# Round 3 - Romantic period composers - March Madness bracket



## JRFuerst (Apr 2, 2010)

Round 3 is underway.

The battles are:

Saint-Saens vs Beethoven
Chopin vs R. Strauss
Brahms vs Berlioz
Liszt vs Mahler
Tchaikovsky vs Wagner
Sibelius vs. Rachmaninoff
Debussy vs. Grieg
Rimsky-Korsakov vs. Dvorak

http://public.bracketeers.com/matchup.php?id=371

Enjoy!

Elite Eight begins Tues/Wed midnight.


----------



## jurianbai (Nov 23, 2008)

Mendelssohn knocked off?? since less pairing now should we comments on it?


----------



## Weston (Jul 11, 2008)

Most of this round is no contest for me, except possibly for Tchaikovsky vs. Wagner (not Mahler). Many in this forum will be alarmed at pitting Sibelius against Rachmaninoff, but I am firmly in Rachmaninoff's camp for this one. 

A little sad to see Mendelssohn knocked out so early.


----------



## Air (Jul 19, 2008)

Saint-Saens vs *Beethoven*
Chopin vs *R. Strauss*
Brahms vs *Berlioz*
Liszt vs *Mahler*
*Tchaikovsky* vs Wagner
*Sibelius* vs. Rachmaninoff
*Debussy* vs. Grieg
Rimsky-Korsakov vs. *Dvorak*


----------



## JRFuerst (Apr 2, 2010)

You see, Mahler is just THAT good that his awesomeness competes twice! Ya know, Symphony No. 2 gets it's own seed. 

(Thanks for the heads up on the typo. )


----------



## Boccherini (Mar 29, 2010)

* [LISTING]
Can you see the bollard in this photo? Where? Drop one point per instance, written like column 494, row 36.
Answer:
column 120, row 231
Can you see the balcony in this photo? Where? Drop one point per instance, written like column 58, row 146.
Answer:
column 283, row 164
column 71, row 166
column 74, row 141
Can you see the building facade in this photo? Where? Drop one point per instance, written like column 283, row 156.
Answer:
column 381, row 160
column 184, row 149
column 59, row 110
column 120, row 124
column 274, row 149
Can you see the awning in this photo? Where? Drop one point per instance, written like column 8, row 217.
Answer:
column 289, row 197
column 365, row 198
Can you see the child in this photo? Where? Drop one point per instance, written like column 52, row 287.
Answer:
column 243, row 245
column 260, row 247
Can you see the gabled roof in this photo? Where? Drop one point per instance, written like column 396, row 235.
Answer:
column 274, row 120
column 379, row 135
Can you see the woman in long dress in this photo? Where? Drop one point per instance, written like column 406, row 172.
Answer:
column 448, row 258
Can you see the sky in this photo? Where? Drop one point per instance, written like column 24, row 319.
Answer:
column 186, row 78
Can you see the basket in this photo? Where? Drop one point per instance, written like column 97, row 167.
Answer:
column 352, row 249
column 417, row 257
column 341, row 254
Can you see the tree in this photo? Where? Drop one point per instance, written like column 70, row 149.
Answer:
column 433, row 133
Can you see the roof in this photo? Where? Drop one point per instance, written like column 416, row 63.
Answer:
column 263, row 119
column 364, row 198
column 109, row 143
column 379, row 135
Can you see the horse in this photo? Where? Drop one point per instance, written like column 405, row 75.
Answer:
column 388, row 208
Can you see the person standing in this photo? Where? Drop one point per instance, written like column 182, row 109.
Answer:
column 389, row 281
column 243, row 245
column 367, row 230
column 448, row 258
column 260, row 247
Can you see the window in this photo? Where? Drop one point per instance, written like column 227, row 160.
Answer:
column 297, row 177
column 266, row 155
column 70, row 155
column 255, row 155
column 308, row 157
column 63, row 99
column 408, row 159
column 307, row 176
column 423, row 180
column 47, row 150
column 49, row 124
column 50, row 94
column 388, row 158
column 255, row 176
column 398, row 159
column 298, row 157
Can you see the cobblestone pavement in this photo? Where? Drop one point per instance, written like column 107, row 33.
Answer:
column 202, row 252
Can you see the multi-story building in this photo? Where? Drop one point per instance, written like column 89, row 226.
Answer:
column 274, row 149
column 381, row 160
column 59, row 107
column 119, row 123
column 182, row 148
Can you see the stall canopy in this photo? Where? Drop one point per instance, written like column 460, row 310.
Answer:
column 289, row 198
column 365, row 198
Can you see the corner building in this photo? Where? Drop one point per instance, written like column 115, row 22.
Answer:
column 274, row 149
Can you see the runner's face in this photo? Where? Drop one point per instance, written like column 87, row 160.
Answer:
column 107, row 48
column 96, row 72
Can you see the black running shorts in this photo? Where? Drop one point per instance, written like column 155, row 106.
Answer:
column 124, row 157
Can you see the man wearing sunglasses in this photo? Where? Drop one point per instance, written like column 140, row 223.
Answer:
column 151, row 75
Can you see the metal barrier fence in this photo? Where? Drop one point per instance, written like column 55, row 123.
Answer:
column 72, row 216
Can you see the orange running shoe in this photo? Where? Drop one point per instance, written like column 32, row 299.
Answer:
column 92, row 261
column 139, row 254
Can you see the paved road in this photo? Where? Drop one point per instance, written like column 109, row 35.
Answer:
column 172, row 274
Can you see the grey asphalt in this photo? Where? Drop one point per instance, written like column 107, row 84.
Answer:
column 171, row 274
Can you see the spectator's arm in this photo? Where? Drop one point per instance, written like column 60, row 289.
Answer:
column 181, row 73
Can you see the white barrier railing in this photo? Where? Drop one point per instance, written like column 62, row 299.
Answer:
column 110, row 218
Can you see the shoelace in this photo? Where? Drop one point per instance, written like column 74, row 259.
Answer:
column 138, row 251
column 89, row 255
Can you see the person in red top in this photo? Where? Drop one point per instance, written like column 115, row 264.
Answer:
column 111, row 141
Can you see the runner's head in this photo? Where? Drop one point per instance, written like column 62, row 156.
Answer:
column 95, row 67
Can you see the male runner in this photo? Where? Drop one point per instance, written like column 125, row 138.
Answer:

* [TASK INSTRUCTIONS]
1. According to the forum thread, when does the Elite Eight begin?
2. Copy the records verbatim from their first line through the line containing "column 186, row 78", including both ends.
The forum thread and the records are unrelated to each other.

* [PER-TASK OUTPUTS]
1. Tues/Wed midnight.

2.
Can you see the bollard in this photo? Where? Drop one point per instance, written like column 494, row 36.
Answer:
column 120, row 231
Can you see the balcony in this photo? Where? Drop one point per instance, written like column 58, row 146.
Answer:
column 283, row 164
column 71, row 166
column 74, row 141
Can you see the building facade in this photo? Where? Drop one point per instance, written like column 283, row 156.
Answer:
column 381, row 160
column 184, row 149
column 59, row 110
column 120, row 124
column 274, row 149
Can you see the awning in this photo? Where? Drop one point per instance, written like column 8, row 217.
Answer:
column 289, row 197
column 365, row 198
Can you see the child in this photo? Where? Drop one point per instance, written like column 52, row 287.
Answer:
column 243, row 245
column 260, row 247
Can you see the gabled roof in this photo? Where? Drop one point per instance, written like column 396, row 235.
Answer:
column 274, row 120
column 379, row 135
Can you see the woman in long dress in this photo? Where? Drop one point per instance, written like column 406, row 172.
Answer:
column 448, row 258
Can you see the sky in this photo? Where? Drop one point per instance, written like column 24, row 319.
Answer:
column 186, row 78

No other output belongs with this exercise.